▸ Document section
—————

Another suggestion (beyond fixing the 32-bit build ;-), could you please stick 
your syscall microbenchmark into 'perf bench', so that we have a standardized way 
of checking such numbers?

In fact I'd suggest we introduce an entirely new sub-tool for system call 
performance measurement - and this might be the first functionality of it.

I've attached a quick patch that is basically a copy of 'perf bench numa' and 
which measures getppid() performance (simple syscall where the result is not 
cached by glibc).

—————

▸ Data rows
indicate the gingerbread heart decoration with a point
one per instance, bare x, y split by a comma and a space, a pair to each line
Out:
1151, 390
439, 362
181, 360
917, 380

—————

▸ Exercise tasks
(A) Answer these questions from the message about syscall benchmarking:
(i) Where does the writer want the syscall microbenchmark placed?
(ii) Which existing benchmark is the attached patch basically a copy of?
(iii) Which system call does the patch measure?
(B) For each statement, say whether the message about syscall benchmarking agrees with it, and quote the words that decide it.
(i) The writer proposes a new sub-tool for measuring system call performance.
(ii) The result of getppid() is cached by glibc.
(iii) The build that still needs fixing is the 64-bit one.
The records were taken from a separate source.

▸ Responses to the tasks
(A)
(i) In 'perf bench'
(ii) 'perf bench numa'
(iii) getppid()

(B)
(i) Yes: "I'd suggest we introduce an entirely new sub-tool for system call performance measurement"
(ii) No: "simple syscall where the result is not cached by glibc"
(iii) No: "beyond fixing the 32-bit build"